# [Text]
--- start ---
Andoru's Kendo Blog

Sunday, April 24, 2005

Winners are simply willing to do things losers won't!

What a weird kendo week! Had a good training on Wednesday, but things went totally pear-shaped on Friday. As mentioned in some of my kendo friends' blogs, several of us turned up to train at Sydney University on Friday. I went directly from my office (I'm an academic at Sydney University) feeling utterly exhausted. If I had a bed in my office I would have no qualms going to sleep there and then! Anyway, conscience compelled me to go because Mike Henstock once said to me that the best time to train is when one does not want to train. Addtionally, training when one is tired is good for stamina improvement. So I (reluctantly) turned up.

Heh! It's so funny how different I could be when tired. Felt like a total beginner in many ways - short stamina, no spirit, couldn't focus right etc. Jigeiko was almost too painful to bear. What's more - sweat beads getting into my eyes, and feeling dehydrated. It's one of those "what the heck am I doing here" kinda training for me. Having said that, I'm glad I did go, though I feel sorry for being such poor motodachi and training partner to the others. It's a good training, because I pushed myself.

In any case, I went nuts at the Saturday morning training to make it all up. I started really slow, having had just 5 hours sleep. In fact, I was so groggy when I turned up that Becki thought I'd awoken from death! Eventually I warmed up sufficiently for jigeiko and unleashed all the frustrations in unbelievably constructive ways. I intentionally chose to jigeiko tall guys like Isaac and Gideon, and would have had a go at Mike too if time allowed. Focus yet again was men cuts, but I threw in doh cuts and nidan waza. My last jigeiko with Sano sensei was tamed yet deep in meaning. He knew that I was focussing on men cuts, so he did just debana kote for the entire jigeiko. He stressed the importance of keeping center while executing semete-men. I tried to strike his men with sae, which is one of the things I've been working on. We had a small discussion during jigeiko and he encouraged me by asking me to "take this to the next level". I'm so lucky to have such good senseis! *sniff*

About semete-men: Fukuda sensei also gave me a very good pointer about hand and arms positioning while executing the cut. He said that keeping center is of course important, but it's also important not to extent the arms until the very last minute, right before the strike itself. Imagine this, one applies seme, moves in but still keeping hands at tanden as per chudan-no-kamae, finally extending the arms for the strike in time with the fumikomi. As Takeshi pointed out to me after the training, keeping center and keeping hands at chudan are important so as not to allow opponent to strike debana kote. If you keep proper chudan, the opponent would have to deviate from his/her center so as to be able to strike your kote. That's point #1. Point #2 is the extension of the arms - it also provides momentum for the drive because of the shift in balance.
--- end ---
# [What you should do]
Please write the next part of the kendo blog post above, starting after its final sentence. The lines after this note are separate material and not part of the kendo blog post.

# [Collected material]
--- start ---
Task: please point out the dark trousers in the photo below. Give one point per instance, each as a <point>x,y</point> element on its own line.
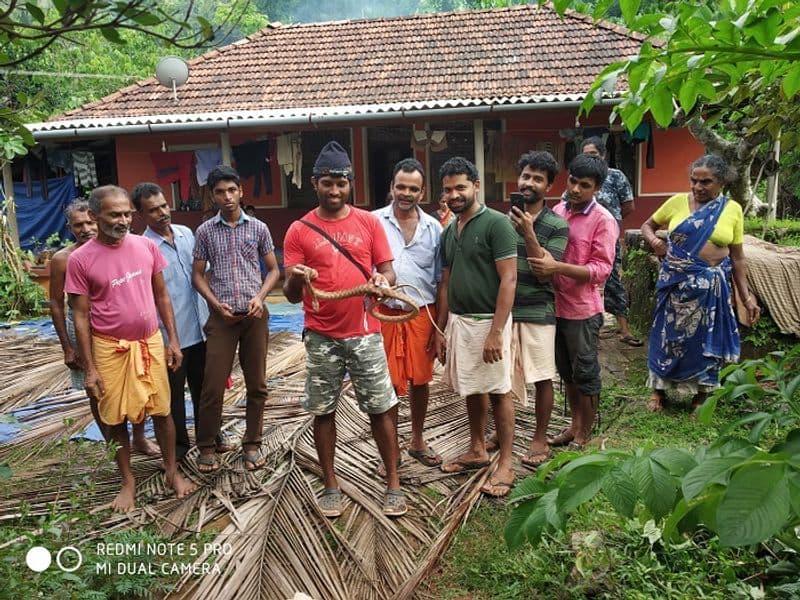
<point>191,371</point>
<point>251,337</point>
--- end ---
# [Task output]
We finally watched Million Dollar Baby last night. Eventhough I'm touched and motivated by the message in the movie, I'm inspired even more by the slogan on the wall of the gym which says: winners are simply willing to do things losers won't! BAM! Deep inside winners, like Clint Eastwood said in the movie, is a heart - the heart which gives them the desire, the want and the need, to excel. To excel, one needs to go the extra mile. I will always keep these in mind.

Wednesday, April 20, 2005

Seme 攻め

Wednesday (20th April 2005), SKC:

My foot is about 90%. It's been a week since I'd injured it. I still feel pain whenever I put weight on the right heel, but it's getting better.

I had the privilege of doing jigeiko with Payne sensei (and to a lesser extent, Fukuda sensei). In 30 mins, I only get to do just 1 long jigeiko with Payne sensei and it was worth it. Like any other sensei, he doesn't open if you don't break his center. Instead of wild attacks, I focused on getting good ippons. As I progress in kendo, it became clearer to me how important seme is. People talk about setting up cuts etc, but without seme, there'd be no success.

Seme could mean alot of things, as there are many elements in seme. Kigurai, ki, a live kensen etc are all part of seme. To me, at my level, keeping center is of course a prime consideration, but more importantly, I feel that I should focus on (1) ki, and (2) footwork. Accordingly, in my jigeiko against sensei, I used footwork and ki as basis for my seme.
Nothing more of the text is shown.